- **Data records**:
───

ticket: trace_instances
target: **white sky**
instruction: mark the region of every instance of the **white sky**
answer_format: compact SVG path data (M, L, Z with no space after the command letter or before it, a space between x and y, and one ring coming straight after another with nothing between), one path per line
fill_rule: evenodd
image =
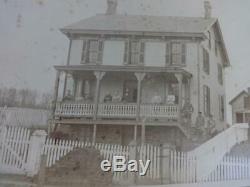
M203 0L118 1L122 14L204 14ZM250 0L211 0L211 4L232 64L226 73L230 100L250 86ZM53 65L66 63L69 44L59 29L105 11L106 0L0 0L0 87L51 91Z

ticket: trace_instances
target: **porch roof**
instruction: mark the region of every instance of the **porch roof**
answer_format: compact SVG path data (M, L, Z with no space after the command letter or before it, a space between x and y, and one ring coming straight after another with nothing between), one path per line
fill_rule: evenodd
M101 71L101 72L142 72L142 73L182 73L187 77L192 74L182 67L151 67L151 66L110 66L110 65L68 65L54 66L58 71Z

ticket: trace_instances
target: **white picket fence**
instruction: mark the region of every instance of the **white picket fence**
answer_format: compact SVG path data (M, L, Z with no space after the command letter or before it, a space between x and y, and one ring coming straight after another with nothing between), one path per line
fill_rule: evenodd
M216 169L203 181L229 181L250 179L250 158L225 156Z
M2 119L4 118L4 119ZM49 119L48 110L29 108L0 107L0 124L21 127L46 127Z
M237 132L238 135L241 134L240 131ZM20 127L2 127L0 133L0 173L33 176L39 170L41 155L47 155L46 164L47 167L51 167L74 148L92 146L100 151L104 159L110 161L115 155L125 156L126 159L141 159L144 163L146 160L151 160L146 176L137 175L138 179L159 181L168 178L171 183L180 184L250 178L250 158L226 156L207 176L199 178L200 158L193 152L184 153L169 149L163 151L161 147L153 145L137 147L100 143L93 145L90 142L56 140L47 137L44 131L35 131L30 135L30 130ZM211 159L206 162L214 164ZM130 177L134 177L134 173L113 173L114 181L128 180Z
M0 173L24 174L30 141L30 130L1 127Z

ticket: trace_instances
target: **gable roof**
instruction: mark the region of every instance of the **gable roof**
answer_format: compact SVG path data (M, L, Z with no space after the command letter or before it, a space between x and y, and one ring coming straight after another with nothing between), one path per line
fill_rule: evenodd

───

- **What the exercise asks**:
Reproduce the records from their start through the line containing "M203 0L118 1L122", renaming "white sky" to "pale sky" and leaving everything else unchanged, and omit the pictures from your answer.

- **Result for this task**:
ticket: trace_instances
target: **pale sky**
instruction: mark the region of every instance of the **pale sky**
answer_format: compact SVG path data (M, L, Z with no space after the command letter or before it, a space between x and y, and one ring coming straight after another with nothing between), one path per line
fill_rule: evenodd
image =
M203 0L118 1L122 14L204 14ZM250 0L211 0L211 4L232 64L226 73L230 100L250 86ZM53 65L66 63L69 44L59 29L105 11L106 0L0 0L0 87L51 91Z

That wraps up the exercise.